• **Entries shown**
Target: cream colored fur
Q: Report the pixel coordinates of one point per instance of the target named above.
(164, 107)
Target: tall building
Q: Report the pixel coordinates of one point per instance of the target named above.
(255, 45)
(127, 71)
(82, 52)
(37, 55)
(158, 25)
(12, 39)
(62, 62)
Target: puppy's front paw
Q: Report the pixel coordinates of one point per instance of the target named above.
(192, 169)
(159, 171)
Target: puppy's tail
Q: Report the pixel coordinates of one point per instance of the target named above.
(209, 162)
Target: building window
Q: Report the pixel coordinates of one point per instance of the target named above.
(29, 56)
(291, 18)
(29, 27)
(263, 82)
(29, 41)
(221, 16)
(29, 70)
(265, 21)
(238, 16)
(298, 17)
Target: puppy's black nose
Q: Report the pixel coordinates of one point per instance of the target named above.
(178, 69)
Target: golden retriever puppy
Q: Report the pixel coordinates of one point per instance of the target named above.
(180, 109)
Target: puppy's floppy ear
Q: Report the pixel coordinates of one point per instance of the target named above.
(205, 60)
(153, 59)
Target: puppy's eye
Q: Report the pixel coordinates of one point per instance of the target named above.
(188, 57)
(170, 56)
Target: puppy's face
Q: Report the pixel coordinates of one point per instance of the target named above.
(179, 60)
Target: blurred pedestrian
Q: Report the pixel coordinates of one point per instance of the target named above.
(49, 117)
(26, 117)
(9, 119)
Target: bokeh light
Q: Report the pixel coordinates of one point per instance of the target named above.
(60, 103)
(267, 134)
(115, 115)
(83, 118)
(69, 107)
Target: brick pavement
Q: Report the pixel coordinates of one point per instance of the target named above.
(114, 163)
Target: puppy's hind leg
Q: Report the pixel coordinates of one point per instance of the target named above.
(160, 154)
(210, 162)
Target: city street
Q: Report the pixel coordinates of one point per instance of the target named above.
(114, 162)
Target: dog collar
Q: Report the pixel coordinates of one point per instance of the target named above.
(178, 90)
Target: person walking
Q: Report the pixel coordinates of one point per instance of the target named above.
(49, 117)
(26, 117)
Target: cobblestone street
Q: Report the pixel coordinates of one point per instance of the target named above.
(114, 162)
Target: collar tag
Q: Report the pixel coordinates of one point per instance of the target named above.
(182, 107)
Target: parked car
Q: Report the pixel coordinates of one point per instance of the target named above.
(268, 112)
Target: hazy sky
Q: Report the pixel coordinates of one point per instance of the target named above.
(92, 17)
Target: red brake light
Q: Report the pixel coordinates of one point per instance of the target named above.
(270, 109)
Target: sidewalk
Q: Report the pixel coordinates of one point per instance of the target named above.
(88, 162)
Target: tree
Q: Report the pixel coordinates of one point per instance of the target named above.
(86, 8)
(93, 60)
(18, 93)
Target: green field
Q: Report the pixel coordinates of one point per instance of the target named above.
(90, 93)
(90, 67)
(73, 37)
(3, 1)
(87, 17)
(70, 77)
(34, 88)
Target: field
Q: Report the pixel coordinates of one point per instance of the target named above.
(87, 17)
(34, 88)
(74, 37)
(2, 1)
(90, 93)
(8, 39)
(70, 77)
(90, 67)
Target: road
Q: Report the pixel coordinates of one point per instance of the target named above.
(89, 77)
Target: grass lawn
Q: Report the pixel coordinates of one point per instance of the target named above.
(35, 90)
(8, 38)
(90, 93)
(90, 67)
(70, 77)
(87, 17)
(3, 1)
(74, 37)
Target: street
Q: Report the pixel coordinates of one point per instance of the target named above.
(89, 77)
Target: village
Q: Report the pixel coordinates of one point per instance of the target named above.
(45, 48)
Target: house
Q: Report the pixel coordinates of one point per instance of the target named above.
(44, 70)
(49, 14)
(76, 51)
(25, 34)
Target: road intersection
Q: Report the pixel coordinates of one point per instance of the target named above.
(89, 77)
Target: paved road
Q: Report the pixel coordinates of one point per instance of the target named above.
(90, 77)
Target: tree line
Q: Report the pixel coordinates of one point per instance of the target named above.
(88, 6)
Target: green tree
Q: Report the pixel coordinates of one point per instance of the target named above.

• **Exercise details**
Return exactly the line that contains "Target: green field" and every line after it, through the last line of the records.

• **Task result**
Target: green field
Q: Report the pixel coordinates of one point per instance of the target named above.
(90, 93)
(90, 67)
(73, 37)
(3, 1)
(87, 17)
(70, 77)
(34, 88)
Target: field
Q: Report the pixel coordinates of one point per instance of the target named above.
(87, 17)
(34, 88)
(74, 37)
(2, 1)
(90, 93)
(8, 39)
(70, 77)
(90, 67)
Target: road
Q: Report the pixel coordinates of one point per instance of the target named above.
(89, 77)
Target: grass lawn
Q: Report the pixel coordinates of one point per instance of the target named above.
(35, 90)
(8, 38)
(90, 93)
(90, 67)
(70, 77)
(87, 17)
(3, 1)
(74, 37)
Target: street
Q: Report the pixel coordinates of one point per instance of the target named above.
(89, 77)
Target: village
Q: Report the pixel coordinates of one point per instance of the target named above.
(45, 48)
Target: house
Q: Report the pixel coordinates of one point per instance of the target named above.
(44, 70)
(49, 14)
(76, 51)
(25, 34)
Target: road intersection
Q: Report the pixel coordinates of one point per instance of the target named above.
(89, 77)
Target: paved road
Q: Report the pixel coordinates of one point per instance of the target named above.
(90, 77)
Target: tree line
Q: Report the pixel coordinates of one point per instance of the target named above.
(88, 6)
Target: green tree
Q: Report the pixel coordinates of one point per instance of the target named above.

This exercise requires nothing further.